## Point annotation records
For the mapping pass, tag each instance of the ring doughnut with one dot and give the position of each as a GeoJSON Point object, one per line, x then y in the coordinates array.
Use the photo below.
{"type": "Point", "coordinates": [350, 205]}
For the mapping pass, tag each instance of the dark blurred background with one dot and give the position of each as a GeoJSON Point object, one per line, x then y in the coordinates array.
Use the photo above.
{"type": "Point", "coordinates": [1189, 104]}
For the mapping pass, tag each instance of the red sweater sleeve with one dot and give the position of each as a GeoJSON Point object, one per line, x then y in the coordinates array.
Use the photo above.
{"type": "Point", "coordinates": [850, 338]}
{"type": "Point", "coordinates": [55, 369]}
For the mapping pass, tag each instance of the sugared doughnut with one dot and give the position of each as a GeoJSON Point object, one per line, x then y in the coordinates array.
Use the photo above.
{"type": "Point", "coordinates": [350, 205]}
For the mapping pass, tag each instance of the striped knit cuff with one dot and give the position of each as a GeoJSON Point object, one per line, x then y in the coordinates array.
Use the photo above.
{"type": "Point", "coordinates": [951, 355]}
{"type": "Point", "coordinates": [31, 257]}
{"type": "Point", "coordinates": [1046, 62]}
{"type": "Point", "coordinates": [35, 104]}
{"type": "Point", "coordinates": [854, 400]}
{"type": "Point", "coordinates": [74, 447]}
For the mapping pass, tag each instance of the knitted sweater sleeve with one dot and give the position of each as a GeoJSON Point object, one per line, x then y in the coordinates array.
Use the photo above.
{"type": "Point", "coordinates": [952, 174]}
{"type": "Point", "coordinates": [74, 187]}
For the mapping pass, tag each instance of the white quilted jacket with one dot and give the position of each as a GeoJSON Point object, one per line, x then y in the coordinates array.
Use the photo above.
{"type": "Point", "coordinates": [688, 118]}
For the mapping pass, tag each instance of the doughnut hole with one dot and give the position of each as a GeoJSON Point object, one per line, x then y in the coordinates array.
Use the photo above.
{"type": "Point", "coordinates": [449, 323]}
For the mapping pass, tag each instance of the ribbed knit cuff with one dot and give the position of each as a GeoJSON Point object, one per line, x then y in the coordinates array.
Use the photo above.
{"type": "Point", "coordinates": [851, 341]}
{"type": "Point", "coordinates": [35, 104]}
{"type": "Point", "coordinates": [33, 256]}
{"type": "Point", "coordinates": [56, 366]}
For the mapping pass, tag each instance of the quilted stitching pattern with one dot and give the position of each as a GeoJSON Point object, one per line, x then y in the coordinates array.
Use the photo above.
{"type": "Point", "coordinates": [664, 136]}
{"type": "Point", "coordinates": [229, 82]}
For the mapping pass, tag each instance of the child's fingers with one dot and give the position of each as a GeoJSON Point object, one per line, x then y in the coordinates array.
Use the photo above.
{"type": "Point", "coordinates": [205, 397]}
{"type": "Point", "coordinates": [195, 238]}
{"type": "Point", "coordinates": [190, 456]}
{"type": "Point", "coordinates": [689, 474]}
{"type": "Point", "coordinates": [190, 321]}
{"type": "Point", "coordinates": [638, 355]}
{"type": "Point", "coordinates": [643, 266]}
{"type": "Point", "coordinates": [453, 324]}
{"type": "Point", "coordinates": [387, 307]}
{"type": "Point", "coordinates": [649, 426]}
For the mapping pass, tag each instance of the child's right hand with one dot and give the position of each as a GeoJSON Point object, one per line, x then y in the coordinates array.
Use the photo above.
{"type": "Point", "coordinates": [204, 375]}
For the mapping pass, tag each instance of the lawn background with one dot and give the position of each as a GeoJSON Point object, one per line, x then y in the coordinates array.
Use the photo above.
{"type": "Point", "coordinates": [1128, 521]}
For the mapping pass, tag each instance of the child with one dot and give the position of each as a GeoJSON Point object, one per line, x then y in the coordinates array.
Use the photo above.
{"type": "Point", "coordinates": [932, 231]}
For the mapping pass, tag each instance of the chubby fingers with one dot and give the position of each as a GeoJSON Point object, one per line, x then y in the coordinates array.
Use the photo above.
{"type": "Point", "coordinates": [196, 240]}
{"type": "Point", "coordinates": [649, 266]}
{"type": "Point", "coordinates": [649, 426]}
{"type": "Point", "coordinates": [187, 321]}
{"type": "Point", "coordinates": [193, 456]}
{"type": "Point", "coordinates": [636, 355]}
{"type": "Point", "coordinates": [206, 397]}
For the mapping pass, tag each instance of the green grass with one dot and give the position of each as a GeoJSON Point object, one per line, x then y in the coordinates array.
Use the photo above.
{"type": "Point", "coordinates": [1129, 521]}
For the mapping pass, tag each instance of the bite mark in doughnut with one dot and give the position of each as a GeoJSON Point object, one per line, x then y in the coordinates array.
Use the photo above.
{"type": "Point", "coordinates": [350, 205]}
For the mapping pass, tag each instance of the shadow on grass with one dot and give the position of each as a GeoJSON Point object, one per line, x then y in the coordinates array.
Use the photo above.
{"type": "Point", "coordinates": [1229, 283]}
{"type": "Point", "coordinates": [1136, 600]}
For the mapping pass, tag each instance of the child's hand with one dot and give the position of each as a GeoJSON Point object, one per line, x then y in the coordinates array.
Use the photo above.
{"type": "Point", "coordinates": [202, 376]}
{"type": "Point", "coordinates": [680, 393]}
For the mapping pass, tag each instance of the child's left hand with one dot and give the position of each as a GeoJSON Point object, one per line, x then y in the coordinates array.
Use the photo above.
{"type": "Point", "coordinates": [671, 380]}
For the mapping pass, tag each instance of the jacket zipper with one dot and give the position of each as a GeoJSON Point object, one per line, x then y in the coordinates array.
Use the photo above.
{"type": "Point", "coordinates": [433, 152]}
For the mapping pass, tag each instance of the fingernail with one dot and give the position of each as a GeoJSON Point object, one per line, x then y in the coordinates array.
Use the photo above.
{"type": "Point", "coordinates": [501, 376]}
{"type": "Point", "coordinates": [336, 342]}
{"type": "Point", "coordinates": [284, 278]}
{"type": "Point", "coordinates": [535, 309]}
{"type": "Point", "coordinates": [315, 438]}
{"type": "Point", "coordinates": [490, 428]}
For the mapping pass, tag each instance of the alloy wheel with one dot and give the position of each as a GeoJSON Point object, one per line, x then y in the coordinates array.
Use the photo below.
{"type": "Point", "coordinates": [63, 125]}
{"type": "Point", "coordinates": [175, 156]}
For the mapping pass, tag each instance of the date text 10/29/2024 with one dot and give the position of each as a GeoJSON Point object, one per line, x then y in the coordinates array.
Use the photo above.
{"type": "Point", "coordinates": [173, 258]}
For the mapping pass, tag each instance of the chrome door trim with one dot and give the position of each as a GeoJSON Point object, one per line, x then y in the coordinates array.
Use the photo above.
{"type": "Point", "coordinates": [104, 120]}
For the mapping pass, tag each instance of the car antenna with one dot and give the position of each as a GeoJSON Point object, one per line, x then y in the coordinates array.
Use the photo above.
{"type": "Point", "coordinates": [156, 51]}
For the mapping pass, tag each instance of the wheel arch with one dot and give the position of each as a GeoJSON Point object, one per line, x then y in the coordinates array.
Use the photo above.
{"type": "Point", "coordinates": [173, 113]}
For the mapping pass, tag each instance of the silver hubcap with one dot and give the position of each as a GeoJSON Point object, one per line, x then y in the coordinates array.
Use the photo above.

## WHAT THIS TASK INVOLVES
Write out exactly the lines starting with the one that holds "For the mapping pass, tag each instance of the date" and running through the last line above.

## ANSWER TO THIS TASK
For the mapping pass, tag each instance of the date text 10/29/2024 with one dot and give the position of each as a GeoJSON Point object, one per line, x then y in the coordinates array.
Use the photo above.
{"type": "Point", "coordinates": [173, 258]}
For the mapping pass, tag each instance of the chrome door trim with one dot and give the position of each as a GeoJSON Point object, one per line, x then y in the coordinates array.
Use the photo above.
{"type": "Point", "coordinates": [104, 120]}
For the mapping pass, tag each instance of the car antenna with one dot and give the position of each as a GeoJSON Point object, one per line, x then y in the coordinates array.
Use the photo above.
{"type": "Point", "coordinates": [156, 51]}
For the mapping pass, tag each instance of the wheel arch with one dot and give the position of each as a GeoJSON Point object, one per line, x then y in the coordinates array.
Use the photo above.
{"type": "Point", "coordinates": [173, 113]}
For the mapping pass, tag each instance of the silver hubcap with one dot and give the position of each as a GeoJSON Point object, one per line, x then y in the coordinates array.
Use the photo above.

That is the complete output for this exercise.